» Quoted passage
[start]
United States v. John Wysinger
2012 U.S. App. LEXIS 12768
7th Cir.2012Background
- Wysinger was convicted on conspiracy to distribute cocaine and aiding/abetting distribution; trial included a video of a DEA interrogation.
- Wysinger challenged the video on Miranda rights adequacy and invocation of right to counsel; he argued interrogation continued after his requests for counsel.
- The district court denied suppression; the jury later viewed the full interrogation video.
- Interrogation occurred June 1, 2009, after prior large cash and drug seizures involving Wysinger and associates.
- Court held the video should have been suppressed; the error was not harmless, vacating the conviction and remanding for proceedings.
- The opinion analyzes whether the invocation of the right to counsel was clear and whether Miranda warnings were adequate and non-misleading.
[end]
» Material shown
[start]
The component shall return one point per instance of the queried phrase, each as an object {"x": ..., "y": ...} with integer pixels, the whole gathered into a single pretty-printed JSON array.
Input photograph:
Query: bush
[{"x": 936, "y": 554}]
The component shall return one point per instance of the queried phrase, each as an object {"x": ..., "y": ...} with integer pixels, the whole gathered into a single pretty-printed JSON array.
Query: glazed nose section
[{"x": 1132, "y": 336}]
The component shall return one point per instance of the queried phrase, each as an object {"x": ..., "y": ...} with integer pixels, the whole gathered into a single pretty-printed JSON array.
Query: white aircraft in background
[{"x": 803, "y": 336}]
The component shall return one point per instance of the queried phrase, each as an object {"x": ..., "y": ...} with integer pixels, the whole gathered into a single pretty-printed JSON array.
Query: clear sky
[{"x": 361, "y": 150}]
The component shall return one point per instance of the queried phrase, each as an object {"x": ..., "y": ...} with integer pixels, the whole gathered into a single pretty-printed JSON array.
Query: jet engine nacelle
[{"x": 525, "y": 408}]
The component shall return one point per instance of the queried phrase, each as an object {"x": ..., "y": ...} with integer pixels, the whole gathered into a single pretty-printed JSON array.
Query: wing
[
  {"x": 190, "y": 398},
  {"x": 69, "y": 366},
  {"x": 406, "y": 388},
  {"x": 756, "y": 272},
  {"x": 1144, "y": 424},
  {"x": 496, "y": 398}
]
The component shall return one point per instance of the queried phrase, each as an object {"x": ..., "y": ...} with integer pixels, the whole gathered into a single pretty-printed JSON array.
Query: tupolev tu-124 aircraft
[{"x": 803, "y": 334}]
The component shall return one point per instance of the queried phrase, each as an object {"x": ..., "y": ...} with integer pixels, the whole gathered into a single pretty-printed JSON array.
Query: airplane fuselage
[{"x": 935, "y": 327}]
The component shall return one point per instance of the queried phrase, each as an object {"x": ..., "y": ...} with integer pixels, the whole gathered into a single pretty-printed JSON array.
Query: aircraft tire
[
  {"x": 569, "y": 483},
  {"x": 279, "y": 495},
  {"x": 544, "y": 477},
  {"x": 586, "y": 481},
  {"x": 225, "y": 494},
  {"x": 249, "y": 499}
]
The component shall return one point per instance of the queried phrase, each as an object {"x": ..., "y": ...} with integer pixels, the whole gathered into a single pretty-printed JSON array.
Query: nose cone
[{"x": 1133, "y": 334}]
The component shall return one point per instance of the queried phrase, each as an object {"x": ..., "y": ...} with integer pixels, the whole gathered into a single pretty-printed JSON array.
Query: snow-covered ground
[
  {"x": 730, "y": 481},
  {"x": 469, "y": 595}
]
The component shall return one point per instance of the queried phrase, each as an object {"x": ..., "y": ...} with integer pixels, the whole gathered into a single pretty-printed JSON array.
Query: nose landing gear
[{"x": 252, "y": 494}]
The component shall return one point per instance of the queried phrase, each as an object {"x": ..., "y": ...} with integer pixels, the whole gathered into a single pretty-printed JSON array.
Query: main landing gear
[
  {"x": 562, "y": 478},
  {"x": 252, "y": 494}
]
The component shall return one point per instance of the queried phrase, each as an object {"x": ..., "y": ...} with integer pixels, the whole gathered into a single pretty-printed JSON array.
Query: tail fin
[end]
» Directions
A. Please answer these from the Wysinger case summary, one a line:
(i) On what date did the interrogation take place?
(ii) How did the district court rule on suppression?
(iii) Was the error harmless, according to the court's holding?
B. Set down word for word the part of the Wysinger case summary starting with "- Interrogation occurred" and going on through "adequate and non-misleading.".

» The results
A.
(i) June 1, 2009
(ii) It denied suppression.
(iii) No, the error was not harmless.

B.
- Interrogation occurred June 1, 2009, after prior large cash and drug seizures involving Wysinger and associates.
- Court held the video should have been suppressed; the error was not harmless, vacating the conviction and remanding for proceedings.
- The opinion analyzes whether the invocation of the right to counsel was clear and whether Miranda warnings were adequate and non-misleading.